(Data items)
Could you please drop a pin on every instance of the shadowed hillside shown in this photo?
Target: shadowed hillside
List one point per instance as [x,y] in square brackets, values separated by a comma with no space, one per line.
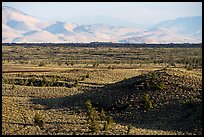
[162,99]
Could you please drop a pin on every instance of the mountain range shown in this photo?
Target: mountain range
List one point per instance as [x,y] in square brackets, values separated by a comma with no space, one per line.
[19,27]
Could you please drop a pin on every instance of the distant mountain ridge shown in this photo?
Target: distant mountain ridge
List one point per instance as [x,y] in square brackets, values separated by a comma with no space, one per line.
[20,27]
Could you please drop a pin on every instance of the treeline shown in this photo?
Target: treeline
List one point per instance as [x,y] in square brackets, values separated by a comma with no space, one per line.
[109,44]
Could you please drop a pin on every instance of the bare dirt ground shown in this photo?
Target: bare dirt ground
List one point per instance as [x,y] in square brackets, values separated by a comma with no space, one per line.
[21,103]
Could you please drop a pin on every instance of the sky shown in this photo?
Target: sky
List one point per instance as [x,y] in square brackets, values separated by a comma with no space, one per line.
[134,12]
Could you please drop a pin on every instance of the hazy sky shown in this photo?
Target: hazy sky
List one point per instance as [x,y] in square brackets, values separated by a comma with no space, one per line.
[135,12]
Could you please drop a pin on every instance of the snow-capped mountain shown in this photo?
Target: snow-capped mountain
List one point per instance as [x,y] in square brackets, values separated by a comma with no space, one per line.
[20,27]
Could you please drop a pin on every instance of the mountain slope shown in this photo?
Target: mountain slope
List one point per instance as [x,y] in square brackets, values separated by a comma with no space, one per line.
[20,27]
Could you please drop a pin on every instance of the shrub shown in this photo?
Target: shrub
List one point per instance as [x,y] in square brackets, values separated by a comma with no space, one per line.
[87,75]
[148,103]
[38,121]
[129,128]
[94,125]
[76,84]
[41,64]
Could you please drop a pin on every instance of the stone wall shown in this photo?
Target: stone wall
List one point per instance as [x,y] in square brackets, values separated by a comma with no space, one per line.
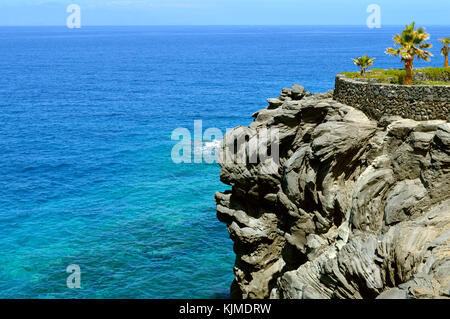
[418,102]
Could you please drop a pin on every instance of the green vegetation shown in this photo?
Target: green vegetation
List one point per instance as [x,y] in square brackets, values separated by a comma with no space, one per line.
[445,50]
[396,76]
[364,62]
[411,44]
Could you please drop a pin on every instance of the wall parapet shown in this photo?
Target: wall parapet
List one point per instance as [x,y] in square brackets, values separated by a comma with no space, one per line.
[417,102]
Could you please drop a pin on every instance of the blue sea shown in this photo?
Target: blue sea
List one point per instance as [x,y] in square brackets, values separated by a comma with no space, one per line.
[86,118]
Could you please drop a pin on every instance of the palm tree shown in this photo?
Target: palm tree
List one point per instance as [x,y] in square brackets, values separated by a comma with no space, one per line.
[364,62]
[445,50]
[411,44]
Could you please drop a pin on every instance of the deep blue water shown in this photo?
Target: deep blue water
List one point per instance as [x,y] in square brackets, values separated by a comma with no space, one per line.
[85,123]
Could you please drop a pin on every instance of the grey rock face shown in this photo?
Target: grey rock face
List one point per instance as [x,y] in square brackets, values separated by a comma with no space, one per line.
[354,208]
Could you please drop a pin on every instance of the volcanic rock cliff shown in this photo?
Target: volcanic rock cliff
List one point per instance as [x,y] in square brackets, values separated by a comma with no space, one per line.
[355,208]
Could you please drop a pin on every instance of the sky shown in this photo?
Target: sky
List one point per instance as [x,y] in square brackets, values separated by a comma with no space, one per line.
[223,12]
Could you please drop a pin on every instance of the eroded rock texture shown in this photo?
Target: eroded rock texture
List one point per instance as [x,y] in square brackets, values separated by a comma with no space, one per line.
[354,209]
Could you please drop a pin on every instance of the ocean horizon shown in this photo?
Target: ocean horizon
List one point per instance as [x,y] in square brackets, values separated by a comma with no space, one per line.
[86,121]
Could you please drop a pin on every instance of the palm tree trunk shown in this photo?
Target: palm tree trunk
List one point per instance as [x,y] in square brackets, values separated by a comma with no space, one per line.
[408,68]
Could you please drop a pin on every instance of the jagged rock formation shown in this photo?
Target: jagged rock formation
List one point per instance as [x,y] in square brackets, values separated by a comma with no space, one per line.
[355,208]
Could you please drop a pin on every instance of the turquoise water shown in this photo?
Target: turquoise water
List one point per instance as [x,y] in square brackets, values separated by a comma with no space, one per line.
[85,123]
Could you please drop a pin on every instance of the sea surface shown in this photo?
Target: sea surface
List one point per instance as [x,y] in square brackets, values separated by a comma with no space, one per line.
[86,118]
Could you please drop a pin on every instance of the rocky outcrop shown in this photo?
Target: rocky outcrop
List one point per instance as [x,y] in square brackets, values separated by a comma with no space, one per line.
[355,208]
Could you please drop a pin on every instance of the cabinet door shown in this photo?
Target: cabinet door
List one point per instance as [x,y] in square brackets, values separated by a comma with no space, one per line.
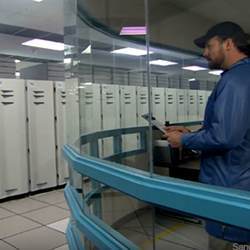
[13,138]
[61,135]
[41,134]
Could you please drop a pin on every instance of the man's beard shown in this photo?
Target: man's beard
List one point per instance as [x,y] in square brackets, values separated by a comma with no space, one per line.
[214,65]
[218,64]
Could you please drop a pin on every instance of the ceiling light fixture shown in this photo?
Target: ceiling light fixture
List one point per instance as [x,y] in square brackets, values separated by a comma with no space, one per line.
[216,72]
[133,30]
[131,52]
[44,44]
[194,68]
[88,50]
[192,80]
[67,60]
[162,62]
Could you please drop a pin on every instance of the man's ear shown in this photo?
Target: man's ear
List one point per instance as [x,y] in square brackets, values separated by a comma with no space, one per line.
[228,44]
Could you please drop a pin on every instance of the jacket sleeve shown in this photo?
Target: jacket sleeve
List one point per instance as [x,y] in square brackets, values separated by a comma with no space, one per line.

* [TASK STATEMENT]:
Please reproduce every line above word for word, leaving out the pictures.

* [ANSWER TO THE TASK]:
Could you please drop a pin on every instance of the shadowed hillside shown in this photo?
Target: shadowed hillside
List one point per instance as [x,y] in square brackets, values separated by a comma with no space, one per line.
[162,99]
Could you please drop a pin on every instance of the mountain range shown in this photo?
Target: mountain range
List one point per instance as [x,y] in square brackets, values separated by a comma with no space, one per line.
[19,27]
Could you please drop a pin on every instance of the distant mountain ridge shown in this photo?
Target: distant mountain ridge
List one point per instance as [x,y] in square brackets, values separated by a comma with no space, one per line.
[20,27]
Could you please drop a pin on every instance of the treeline shown in this photo?
Target: treeline
List one point per instance as [x,y] in square brackets, values separated by a comma with no space, one per line.
[109,44]
Could you please drop a pin on every instance of the bare dirt ground shown in this photo?
Target: bare dirt ground
List one point per instance as [x,y] in square brackets, values separated by a comma with no space, one per line.
[21,103]
Could you please drop a pin on every instance of the sky shown in this photo?
Target: sky
List one point per instance as [x,y] in square brackets, values separated by a comma with no space, one per line.
[134,12]
Could you please drop a pin on every instance of the hazy sky shown in this photo?
Target: hazy sky
List one point per instance as [x,y] in square brackets, values separated by a comma with no space, one per line.
[135,12]
Could you please drop a pin on every instance of the snow-capped mountain shown in this photo?
Target: snow-capped mountain
List one point per instance as [x,y] in square brackets, values separated by a comma with no space, one per line.
[20,27]
Could you please drop a pin on every instance of the mountain slope shown in this photo?
Target: mountain slope
List one point per instance as [x,y] in square brackets, values separated by a comma with no space, one per line.
[20,27]
Could you please drop a pin on every instance of the shrub shown in this photo?
Target: shrub
List one point per instance as [x,y] in square brackets, values separated by a comma with no space, one per line.
[87,75]
[148,103]
[38,121]
[129,128]
[94,125]
[76,84]
[41,64]
Could you please drop a pin on every instance of the stone wall shown in this photo?
Target: stone wall
List one point per instance as [x,y] in square brackets, values separated by a comma with no space, one per line.
[418,102]
Could you please drop a pin on every instance of the green vegetation shown in this photo?
Target: green vegetation
List one point per instance as [x,y] in square brackets, values separated by a comma with no space, one per line.
[445,50]
[396,76]
[364,62]
[411,44]
Could you please drop a pin on every instance of the wall parapet shown in this photo?
Target: wall parapet
List one point per instance as [x,y] in square brackets, values separated by a comma with no space, one per line.
[417,102]
Could you please drop a pin on every instance of the blue sea shown in this photo?
Target: blue sea
List one point per instance as [x,y] in square brackets, values separated by a comma with no space, one per line.
[86,118]
Could you please drop a pin on every instance of the palm tree shown in this photo?
Target: palm tree
List one point per instance as [x,y] in square brackets, values separated by a comma with no space, one per line.
[364,62]
[445,50]
[411,44]
Could you please drop a pin on every instance of the deep blue water shown in this photo?
Target: deep blue water
List one point per instance as [x,y] in square brackets, values separated by a comma with no space, one per line.
[85,123]
Could you please drop a pin on every instance of the grey rock face shown in this photo?
Target: grey rock face
List one point per instance as [x,y] in square brackets, values separated by a comma with no space, one per line.
[354,208]
Could you please drop a pin on every instance of the volcanic rock cliff shown in this photo?
Target: volcanic rock cliff
List one point per instance as [x,y] in square brackets, values separated by a comma with no space, one per line.
[355,208]
Could you please drop a pin on every instance of the sky shown in this photo?
Target: sky
List one point per instance as [x,y] in square brackets, values separated by a comma with no space, one per line.
[223,12]
Could you please drop a pin on every instance of the eroded rock texture shown in this photo?
Target: eroded rock texture
List one point per instance as [x,y] in square brackets, values separated by a comma with no space, one per line.
[354,209]
Could you please drop a pin on every instance of the ocean horizon shown in this photo?
Target: ocean horizon
List one point per instance as [x,y] in square brackets, values separated by a comma with no space, one per line.
[86,121]
Could you please drop a pin on every instance of the palm tree trunk shown in this photo?
Target: palm tree trunk
List one point per instance as [x,y] in square brackets, values separated by a comma with no space, one per line.
[408,68]
Could you please drop a pin on every instance of the jagged rock formation shown in this photo?
Target: jagged rock formation
List one point per instance as [x,y] in square brackets, values separated by a comma with no space, one per line.
[355,208]
Could you please drop a pin on every instance of the turquoise water shown in this photo?
Target: turquoise water
List one point per instance as [x,y] in square brackets, values separated by a comma with no space, one per line.
[85,123]
Could you please drop a pin on every instance of the sea surface shown in this photo?
Target: sea surface
List one point per instance as [x,y] in square brackets, values separated by a comma with no space, one per line.
[86,118]
Could you please drop a pin on every instance of the rocky outcrop shown in this photo?
Target: rocky outcrop
List one point per instance as [x,y] in square brackets, values separated by a comma with no space, one per line.
[355,208]
Could you please drop a pin on every instance of the cabinet door shown in this photo?
Target: cabinet door
List one point per instance as [x,y] in square brackets, values separated by a comma with no space, one per line.
[13,138]
[61,135]
[41,134]
Could you please drop a pin on every instance of the man's beard shown in this photo?
Target: man's beard
List one point per instance as [x,y] in square brackets, values separated by a comma with no space, one per line.
[214,65]
[218,64]
Could you please drop a pin on every instance of the ceiling light fixture shown in this photo?
Target: ceiling light fixture
List one point per instance as [x,y] in square brackets, values separated by a comma with no space, one per line.
[216,72]
[133,30]
[131,52]
[44,44]
[194,68]
[88,50]
[192,80]
[67,60]
[162,62]
Could you please drop a pin on every instance of the man's ear shown in this photo?
Target: man's ear
List one point per instance as [x,y] in square brackets, values separated by a comma with no space, one per line.
[228,44]
Could you please drop a pin on every instance of the jacket sleeve shown in this photo?
Target: jacket sleeve
List one point per instance as [x,y] in square brackets, values separated by a comma with no space, one per line.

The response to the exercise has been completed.